#### [Directions]
Working through the lines below, return each one that holds "rock".

(Stored items from a collection)
○ ○ ○ ○

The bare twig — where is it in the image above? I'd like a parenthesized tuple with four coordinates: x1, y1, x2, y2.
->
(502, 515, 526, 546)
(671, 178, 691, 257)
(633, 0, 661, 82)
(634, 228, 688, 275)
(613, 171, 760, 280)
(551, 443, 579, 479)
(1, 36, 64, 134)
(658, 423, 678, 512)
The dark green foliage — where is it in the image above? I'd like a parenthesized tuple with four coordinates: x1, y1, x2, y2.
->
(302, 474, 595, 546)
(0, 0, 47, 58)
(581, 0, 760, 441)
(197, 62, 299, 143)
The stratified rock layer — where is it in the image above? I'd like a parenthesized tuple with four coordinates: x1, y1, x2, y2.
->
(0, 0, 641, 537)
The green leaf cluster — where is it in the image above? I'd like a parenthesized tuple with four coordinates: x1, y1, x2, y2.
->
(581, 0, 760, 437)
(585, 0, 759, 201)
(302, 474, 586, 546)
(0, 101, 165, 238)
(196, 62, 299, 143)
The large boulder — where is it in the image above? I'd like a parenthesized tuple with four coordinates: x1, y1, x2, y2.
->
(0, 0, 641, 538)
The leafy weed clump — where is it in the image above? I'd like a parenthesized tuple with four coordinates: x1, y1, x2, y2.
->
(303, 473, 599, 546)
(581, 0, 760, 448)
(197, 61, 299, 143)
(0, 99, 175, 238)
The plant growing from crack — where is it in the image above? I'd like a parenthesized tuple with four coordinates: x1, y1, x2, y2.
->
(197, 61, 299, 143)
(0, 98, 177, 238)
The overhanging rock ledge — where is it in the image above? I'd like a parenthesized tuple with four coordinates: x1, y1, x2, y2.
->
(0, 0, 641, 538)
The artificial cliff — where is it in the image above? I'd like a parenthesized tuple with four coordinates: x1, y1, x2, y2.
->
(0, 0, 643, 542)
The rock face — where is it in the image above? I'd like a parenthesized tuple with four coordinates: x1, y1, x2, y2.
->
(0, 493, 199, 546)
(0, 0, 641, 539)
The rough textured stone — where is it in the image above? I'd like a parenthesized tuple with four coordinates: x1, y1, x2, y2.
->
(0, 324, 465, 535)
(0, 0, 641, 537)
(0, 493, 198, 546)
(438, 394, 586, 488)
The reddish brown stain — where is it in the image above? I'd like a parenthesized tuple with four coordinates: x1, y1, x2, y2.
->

○ ○ ○ ○

#### [Exercise response]
The stratified rock layer — where is it in the image above? I'd like a parenthesized tuple with four coordinates: x1, y1, x2, y2.
The overhanging rock ledge — where is it in the image above? I'd like a parenthesized tuple with four coordinates: x1, y1, x2, y2.
The rock face — where is it in the image above? I'd like a parenthesized tuple with four coordinates: x1, y1, x2, y2.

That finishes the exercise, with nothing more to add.